Münster
(cpm).
Bei den Hilfen für Schwangere läuft es auch fünf Jahre
nach Einführung des neuen Sozialgesetzbuch (SGB) II noch nicht rund. 5.500 mal
gab es für die Schwangerschaftsberatungsstellen in Nordrhein-Westfalen Klärungsbedarf
mit
Jobcentern* in den ersten drei
Monaten des letzten Jahres intervenieren. Anlass genug für den
Diözesancaritasverband Münster, der die Geschäftsführung der Bundesstiftung
Mutter und Kind im Land übernommen hat, eine Initiative zur Verbesserung der
Zusammenarbeit zu starten. Die Umfrage, an der sich die Beratungsstellen
tatsächlich zu 100 Prozent beteiligten, war der erste Schritt. Am Donnerstag
trafen sich Mitarbeiter und Träger der Beratungsstellen aber auch Vertreter der
Jobcenter in Münster, um Beispiele guter Kooperation zu diskutieren. "Denn
die gibt es durchaus", erklärte Peter Hoffstadt, Geschäftsführer der
Bundesstiftung und stellvertretender
Diözesancaritasdirektor
.
Wenn es gelinge, die zeitaufwendigen Reibungsverluste künftig zu vermeiden,
"können alle dabei gewinnen: Jobcenter, Beratungsstellen und vor allem die
schwangeren Frauen".
::::::
§ Ihre Aufgabe:
Übersetzen Sie den folgenden Satz aus dem Textauszug ins Englische: „Die Umfrage, an der sich die Beratungsstellen tatsächlich zu 100 Prozent beteiligten, war der erste Schritt.“
::::::
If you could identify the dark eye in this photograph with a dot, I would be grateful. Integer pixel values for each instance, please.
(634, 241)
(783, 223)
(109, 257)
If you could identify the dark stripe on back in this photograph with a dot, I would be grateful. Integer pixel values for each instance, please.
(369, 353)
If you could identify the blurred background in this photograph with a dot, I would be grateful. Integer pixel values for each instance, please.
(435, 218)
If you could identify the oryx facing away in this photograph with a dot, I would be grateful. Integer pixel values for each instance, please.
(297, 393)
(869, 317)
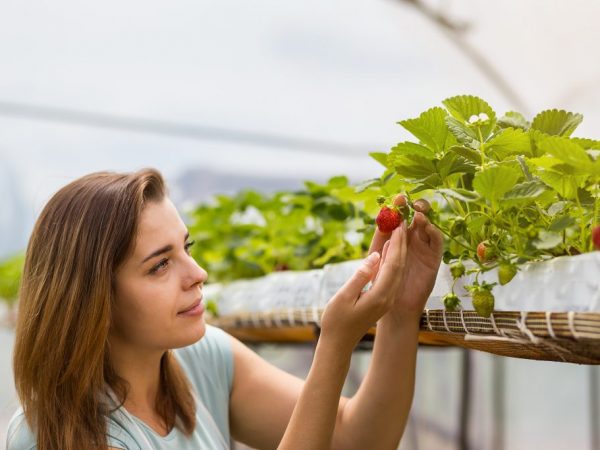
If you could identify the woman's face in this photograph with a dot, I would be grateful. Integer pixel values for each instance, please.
(159, 288)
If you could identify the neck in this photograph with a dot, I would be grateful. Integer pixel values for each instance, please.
(141, 370)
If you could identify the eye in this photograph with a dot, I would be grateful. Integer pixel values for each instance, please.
(188, 246)
(163, 263)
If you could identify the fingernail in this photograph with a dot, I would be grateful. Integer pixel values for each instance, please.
(372, 259)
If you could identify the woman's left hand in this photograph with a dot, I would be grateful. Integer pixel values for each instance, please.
(424, 255)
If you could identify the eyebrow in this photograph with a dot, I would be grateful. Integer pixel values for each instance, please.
(165, 249)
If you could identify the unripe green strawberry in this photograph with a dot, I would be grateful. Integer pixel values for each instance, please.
(422, 205)
(483, 301)
(596, 237)
(485, 252)
(388, 219)
(506, 272)
(458, 227)
(457, 270)
(451, 302)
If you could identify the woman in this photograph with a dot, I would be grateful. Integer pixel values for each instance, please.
(112, 350)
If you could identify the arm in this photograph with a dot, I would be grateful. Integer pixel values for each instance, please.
(382, 404)
(263, 398)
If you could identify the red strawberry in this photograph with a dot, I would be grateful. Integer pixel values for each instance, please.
(388, 219)
(596, 237)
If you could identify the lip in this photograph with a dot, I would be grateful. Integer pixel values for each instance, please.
(195, 309)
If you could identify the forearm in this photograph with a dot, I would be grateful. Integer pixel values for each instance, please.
(314, 416)
(376, 416)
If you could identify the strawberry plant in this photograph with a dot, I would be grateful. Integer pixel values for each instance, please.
(505, 190)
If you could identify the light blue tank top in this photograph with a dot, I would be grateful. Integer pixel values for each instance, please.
(209, 367)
::::::
§ Ihre Antwort:
The survey, in which 100 percent of the counseling centers actually took part, was the first step.